• Extrait du document
#####
Covid-19 : le trait vrai du test payant

En instituant la fin de la gratuité, le gouvernement entend concilier ses objectifs de vaccination et ses visées de mobilisation collective dans la perspective d’une 5e campagne à travers le pays.

Au Cameroun, la gratuité absolue des tests de dépistage du Covid-19 a fait son temps. Dans une correspondance adressée le 6 avril 2022 à Séraphin Magloire Fouda (secrétaire général des services du Premier ministre), Ferdinand Ngoh Ngoh (secrétaire général de la présidence de la République, SG/PR) dit répercuter «les très hautes instructions de Monsieur le président de la République». Ce dernier, écrit le SG/PR, a prescrit «que les tests de dépistage PCR contre le Covid-19 soient désormais payants, au taux forfaitaire de 30000 FCFA».  La raison est claire: «au vu de la persistance de la pandémie du Covid-19 et des contraintes budgétaires qui en découlent». «Ça commence à peser sur le trésor public; le gouvernement entend donc alléger ses finances d’un poids», soutient Manaouda Malachie. En conférence de presse le 7 avril dernier, le ministre de la Santé publique (Minsanté) semblait réchauffer ce dont il n’avait signalé la pertinence que par des allusions sur les ondes de la CRTV-Radio le 15 juillet 2021. «L’État ne pourra pas continuer à faire un traitement global aux personnes qui refusent de se faire vacciner», avait-il  déclaré.  

Au vrai…

C’étaient des alertes adressées aux citoyens réfractaires aux vaccins contre le coronavirus. Sur ce point, une source au Minsanté révèle qu’à l’occasion de la 33e édition de la Can jouée au Cameroun en début d’année, une bonne frange de la population s’était ruée sur les dépistages PCR et antigéniques afin de gérer au mieux les entrées dans les stades. «Environ 27 millions de dépistages ont été réalisés au cours du seul mois de janvier 2022, soit un septième du total des tests depuis le début de la pandémie dans notre pays. La facture s’était alourdie de plusieurs millions; aux dépens de la vaccination pourtant gratuite et accessible à tous», affirme notre interlocuteur. L’hypothèse qui organise un tel propos est que si les citoyens sont frappés au portefeuille, le taux de vaccination passerait à la hausse. «À 30 000 FCFA le test, cela ne dément pas la tendance à penser en termes de changement de paradigme dans le contexte de mise en œuvre de bonnes stratégies vaccinales qui est le nôtre», appuie Dr Ralph Manga, épidémiologiste.
#####
• Objectif du travail
Extrayez mot pour mot de l'article sur le dépistage payant du Covid-19 le passage qui s'ouvre sur les mots contenant «En instituant la» et se termine par «travers le pays.».
#####
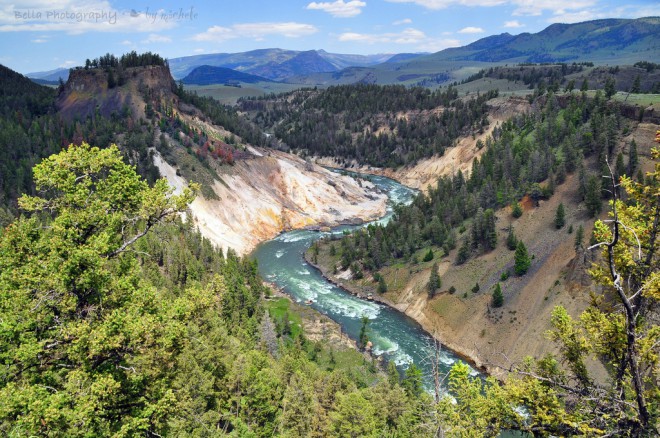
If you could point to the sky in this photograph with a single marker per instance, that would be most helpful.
(39, 35)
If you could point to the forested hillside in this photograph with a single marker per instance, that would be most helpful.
(528, 155)
(384, 126)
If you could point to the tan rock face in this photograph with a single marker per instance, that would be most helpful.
(275, 192)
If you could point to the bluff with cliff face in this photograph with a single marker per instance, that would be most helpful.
(249, 194)
(114, 90)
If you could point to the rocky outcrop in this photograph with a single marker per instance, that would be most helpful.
(274, 192)
(107, 91)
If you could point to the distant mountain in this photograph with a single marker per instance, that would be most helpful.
(303, 63)
(342, 61)
(208, 74)
(50, 76)
(600, 41)
(401, 57)
(276, 63)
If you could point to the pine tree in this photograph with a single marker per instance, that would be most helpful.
(585, 85)
(619, 168)
(434, 281)
(511, 240)
(382, 286)
(516, 210)
(592, 196)
(609, 88)
(363, 338)
(498, 297)
(633, 159)
(521, 259)
(560, 216)
(637, 85)
(579, 237)
(463, 252)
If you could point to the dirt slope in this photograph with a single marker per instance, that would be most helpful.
(274, 192)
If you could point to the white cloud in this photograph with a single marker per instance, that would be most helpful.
(155, 38)
(536, 7)
(523, 7)
(441, 4)
(408, 36)
(339, 8)
(471, 29)
(255, 30)
(78, 16)
(626, 11)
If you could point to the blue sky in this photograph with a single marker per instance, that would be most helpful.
(38, 35)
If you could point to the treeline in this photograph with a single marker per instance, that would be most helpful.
(127, 60)
(639, 78)
(30, 130)
(227, 117)
(528, 155)
(363, 122)
(529, 74)
(165, 336)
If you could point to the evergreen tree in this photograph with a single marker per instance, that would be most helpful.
(585, 85)
(633, 159)
(592, 196)
(637, 85)
(522, 260)
(393, 375)
(412, 381)
(363, 338)
(463, 252)
(579, 238)
(498, 297)
(560, 216)
(382, 286)
(511, 240)
(516, 210)
(434, 281)
(619, 168)
(609, 88)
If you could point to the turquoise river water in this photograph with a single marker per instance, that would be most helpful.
(394, 335)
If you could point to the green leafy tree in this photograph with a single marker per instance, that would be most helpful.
(498, 297)
(74, 312)
(522, 261)
(560, 216)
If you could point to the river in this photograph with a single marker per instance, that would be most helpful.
(394, 335)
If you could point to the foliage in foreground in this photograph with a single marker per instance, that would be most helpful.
(106, 333)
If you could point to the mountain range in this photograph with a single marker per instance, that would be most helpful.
(607, 41)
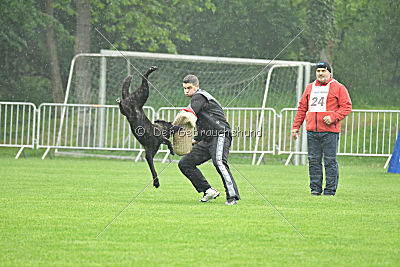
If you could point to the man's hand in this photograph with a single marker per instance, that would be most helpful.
(295, 133)
(327, 120)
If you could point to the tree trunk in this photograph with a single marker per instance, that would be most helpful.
(57, 92)
(82, 45)
(82, 70)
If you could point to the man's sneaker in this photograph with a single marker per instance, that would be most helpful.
(210, 193)
(231, 201)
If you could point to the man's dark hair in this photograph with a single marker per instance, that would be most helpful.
(191, 79)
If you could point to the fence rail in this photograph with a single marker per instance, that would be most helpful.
(85, 127)
(255, 130)
(363, 133)
(17, 125)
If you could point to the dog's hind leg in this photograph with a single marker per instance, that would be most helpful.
(149, 158)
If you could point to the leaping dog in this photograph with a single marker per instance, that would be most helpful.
(150, 135)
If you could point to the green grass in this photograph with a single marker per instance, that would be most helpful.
(52, 210)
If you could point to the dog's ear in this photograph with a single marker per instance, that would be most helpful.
(175, 128)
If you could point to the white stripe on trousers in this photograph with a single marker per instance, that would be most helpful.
(221, 166)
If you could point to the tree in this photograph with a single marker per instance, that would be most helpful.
(57, 92)
(82, 45)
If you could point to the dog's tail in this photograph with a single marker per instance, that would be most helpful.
(125, 87)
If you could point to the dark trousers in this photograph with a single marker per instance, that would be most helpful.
(217, 149)
(323, 145)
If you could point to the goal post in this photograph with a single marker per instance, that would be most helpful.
(235, 82)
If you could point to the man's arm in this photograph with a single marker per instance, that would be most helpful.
(197, 103)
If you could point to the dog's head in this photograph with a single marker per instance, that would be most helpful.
(167, 127)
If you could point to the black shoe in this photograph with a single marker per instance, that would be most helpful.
(231, 201)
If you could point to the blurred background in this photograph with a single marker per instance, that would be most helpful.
(360, 38)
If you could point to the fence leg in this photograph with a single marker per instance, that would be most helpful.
(387, 161)
(260, 158)
(138, 156)
(165, 157)
(19, 152)
(289, 158)
(45, 153)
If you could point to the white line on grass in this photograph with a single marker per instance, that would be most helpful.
(266, 200)
(133, 67)
(133, 199)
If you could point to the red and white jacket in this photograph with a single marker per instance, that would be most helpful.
(337, 104)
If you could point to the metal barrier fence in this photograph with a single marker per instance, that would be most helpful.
(364, 133)
(253, 129)
(17, 125)
(86, 127)
(103, 127)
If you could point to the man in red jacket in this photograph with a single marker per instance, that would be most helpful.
(324, 103)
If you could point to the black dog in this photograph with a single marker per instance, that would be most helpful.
(150, 135)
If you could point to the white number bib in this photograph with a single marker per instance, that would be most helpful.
(318, 96)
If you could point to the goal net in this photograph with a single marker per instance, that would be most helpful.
(235, 82)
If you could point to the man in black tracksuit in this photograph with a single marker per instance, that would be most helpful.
(212, 141)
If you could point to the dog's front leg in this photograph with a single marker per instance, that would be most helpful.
(149, 159)
(168, 143)
(125, 87)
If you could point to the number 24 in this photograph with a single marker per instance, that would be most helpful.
(316, 101)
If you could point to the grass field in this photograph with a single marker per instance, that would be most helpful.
(52, 210)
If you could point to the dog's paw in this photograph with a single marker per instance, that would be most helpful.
(156, 183)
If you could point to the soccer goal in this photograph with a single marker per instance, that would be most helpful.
(235, 82)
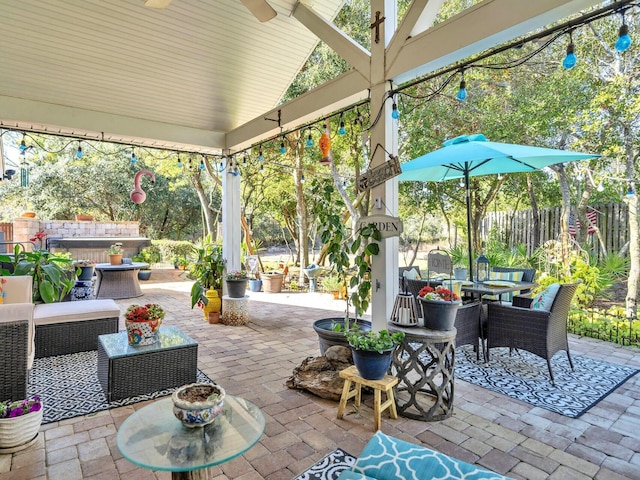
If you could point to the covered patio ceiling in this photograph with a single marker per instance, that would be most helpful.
(202, 75)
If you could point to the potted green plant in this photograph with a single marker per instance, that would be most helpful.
(115, 254)
(439, 307)
(53, 274)
(206, 271)
(372, 351)
(236, 283)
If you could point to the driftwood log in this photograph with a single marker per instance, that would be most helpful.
(320, 375)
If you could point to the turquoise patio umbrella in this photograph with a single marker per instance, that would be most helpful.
(473, 155)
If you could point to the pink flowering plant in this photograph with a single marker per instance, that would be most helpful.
(142, 313)
(9, 409)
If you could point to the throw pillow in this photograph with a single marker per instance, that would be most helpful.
(509, 277)
(544, 300)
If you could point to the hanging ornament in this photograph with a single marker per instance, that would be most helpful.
(325, 146)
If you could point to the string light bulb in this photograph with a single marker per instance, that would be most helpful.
(624, 40)
(395, 114)
(570, 59)
(462, 90)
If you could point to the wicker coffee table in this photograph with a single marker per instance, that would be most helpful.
(125, 371)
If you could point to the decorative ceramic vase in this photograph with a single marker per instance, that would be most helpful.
(236, 288)
(86, 273)
(372, 365)
(214, 304)
(439, 315)
(17, 433)
(144, 332)
(194, 405)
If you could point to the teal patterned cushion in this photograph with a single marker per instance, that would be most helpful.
(388, 458)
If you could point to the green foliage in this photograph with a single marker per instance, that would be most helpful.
(53, 275)
(207, 270)
(379, 341)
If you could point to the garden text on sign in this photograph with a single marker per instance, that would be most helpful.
(389, 226)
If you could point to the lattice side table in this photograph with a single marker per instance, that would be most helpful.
(235, 311)
(424, 365)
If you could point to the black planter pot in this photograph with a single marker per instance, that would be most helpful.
(236, 288)
(328, 338)
(144, 274)
(372, 365)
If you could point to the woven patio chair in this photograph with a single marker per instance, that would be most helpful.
(537, 331)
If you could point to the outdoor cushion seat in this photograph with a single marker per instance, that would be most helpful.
(389, 458)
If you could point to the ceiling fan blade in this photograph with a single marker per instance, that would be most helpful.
(260, 9)
(157, 3)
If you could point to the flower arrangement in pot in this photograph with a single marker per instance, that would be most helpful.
(115, 254)
(372, 351)
(439, 307)
(143, 323)
(19, 422)
(236, 283)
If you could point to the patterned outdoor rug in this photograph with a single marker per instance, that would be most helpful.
(69, 387)
(328, 468)
(525, 376)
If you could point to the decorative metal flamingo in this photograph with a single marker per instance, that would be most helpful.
(137, 195)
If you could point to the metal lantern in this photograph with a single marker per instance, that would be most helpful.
(482, 268)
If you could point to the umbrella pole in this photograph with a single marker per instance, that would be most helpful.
(469, 230)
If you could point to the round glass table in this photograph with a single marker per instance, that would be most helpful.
(154, 438)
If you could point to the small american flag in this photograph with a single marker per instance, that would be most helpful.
(574, 223)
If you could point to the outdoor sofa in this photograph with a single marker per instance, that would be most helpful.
(30, 330)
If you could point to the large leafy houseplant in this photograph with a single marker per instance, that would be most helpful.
(53, 275)
(207, 270)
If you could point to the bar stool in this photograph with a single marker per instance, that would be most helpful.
(386, 384)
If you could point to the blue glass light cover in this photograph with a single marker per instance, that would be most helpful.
(624, 40)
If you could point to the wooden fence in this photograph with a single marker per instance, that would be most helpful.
(517, 227)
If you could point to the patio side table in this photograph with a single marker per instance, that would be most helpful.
(125, 370)
(424, 365)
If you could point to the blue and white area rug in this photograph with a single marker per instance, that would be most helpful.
(69, 386)
(329, 467)
(525, 377)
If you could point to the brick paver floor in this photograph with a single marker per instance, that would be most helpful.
(255, 360)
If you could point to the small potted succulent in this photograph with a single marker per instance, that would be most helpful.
(19, 422)
(372, 351)
(236, 283)
(115, 254)
(143, 323)
(439, 307)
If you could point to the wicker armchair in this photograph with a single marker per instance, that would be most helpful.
(537, 331)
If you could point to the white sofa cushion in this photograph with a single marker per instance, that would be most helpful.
(48, 313)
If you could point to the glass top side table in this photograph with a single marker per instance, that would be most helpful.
(154, 438)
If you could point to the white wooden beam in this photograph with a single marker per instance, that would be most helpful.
(476, 29)
(65, 119)
(357, 56)
(340, 92)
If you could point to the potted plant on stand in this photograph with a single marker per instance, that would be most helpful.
(207, 273)
(372, 351)
(236, 283)
(439, 307)
(19, 423)
(339, 245)
(115, 254)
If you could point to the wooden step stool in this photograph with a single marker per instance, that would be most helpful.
(386, 384)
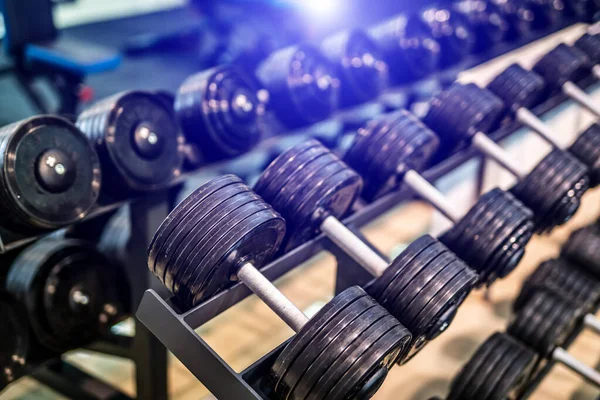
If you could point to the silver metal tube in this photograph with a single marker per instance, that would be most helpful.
(588, 373)
(581, 97)
(490, 148)
(267, 292)
(353, 246)
(531, 121)
(430, 193)
(590, 321)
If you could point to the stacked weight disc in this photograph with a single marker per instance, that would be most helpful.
(499, 369)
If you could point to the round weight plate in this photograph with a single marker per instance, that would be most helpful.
(34, 200)
(330, 345)
(140, 136)
(72, 293)
(14, 346)
(312, 329)
(221, 112)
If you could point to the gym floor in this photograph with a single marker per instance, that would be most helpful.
(249, 330)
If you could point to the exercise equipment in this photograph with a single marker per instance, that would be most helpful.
(344, 350)
(50, 175)
(389, 152)
(312, 188)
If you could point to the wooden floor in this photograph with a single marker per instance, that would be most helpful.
(249, 330)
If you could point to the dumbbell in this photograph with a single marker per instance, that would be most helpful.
(521, 90)
(360, 66)
(14, 346)
(552, 189)
(519, 17)
(583, 248)
(561, 68)
(486, 20)
(452, 31)
(302, 84)
(138, 141)
(345, 349)
(499, 369)
(544, 324)
(312, 189)
(72, 293)
(407, 47)
(389, 151)
(566, 280)
(50, 175)
(220, 112)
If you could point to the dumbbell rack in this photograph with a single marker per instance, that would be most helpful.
(176, 329)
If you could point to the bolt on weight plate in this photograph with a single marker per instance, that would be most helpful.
(14, 346)
(138, 139)
(72, 293)
(50, 174)
(221, 112)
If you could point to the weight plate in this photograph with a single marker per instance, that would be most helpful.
(72, 293)
(220, 111)
(562, 64)
(587, 149)
(363, 72)
(138, 139)
(302, 339)
(253, 240)
(518, 87)
(50, 174)
(14, 346)
(462, 381)
(163, 238)
(331, 344)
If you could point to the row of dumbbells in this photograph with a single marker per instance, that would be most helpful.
(557, 301)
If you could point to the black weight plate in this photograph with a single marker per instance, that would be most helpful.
(14, 346)
(329, 345)
(378, 356)
(253, 240)
(34, 195)
(159, 250)
(208, 216)
(190, 265)
(274, 177)
(313, 327)
(398, 265)
(335, 369)
(462, 381)
(404, 268)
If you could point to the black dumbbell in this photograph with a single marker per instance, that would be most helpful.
(388, 153)
(565, 279)
(552, 190)
(486, 20)
(519, 17)
(362, 71)
(72, 293)
(302, 84)
(583, 248)
(221, 112)
(50, 174)
(346, 348)
(521, 90)
(561, 68)
(499, 369)
(547, 13)
(544, 324)
(452, 31)
(14, 346)
(312, 189)
(138, 141)
(407, 47)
#####
• Réponse attendue
En instituant la fin de la gratuité, le gouvernement entend concilier ses objectifs de vaccination et ses visées de mobilisation collective dans la perspective d’une 5e campagne à travers le pays.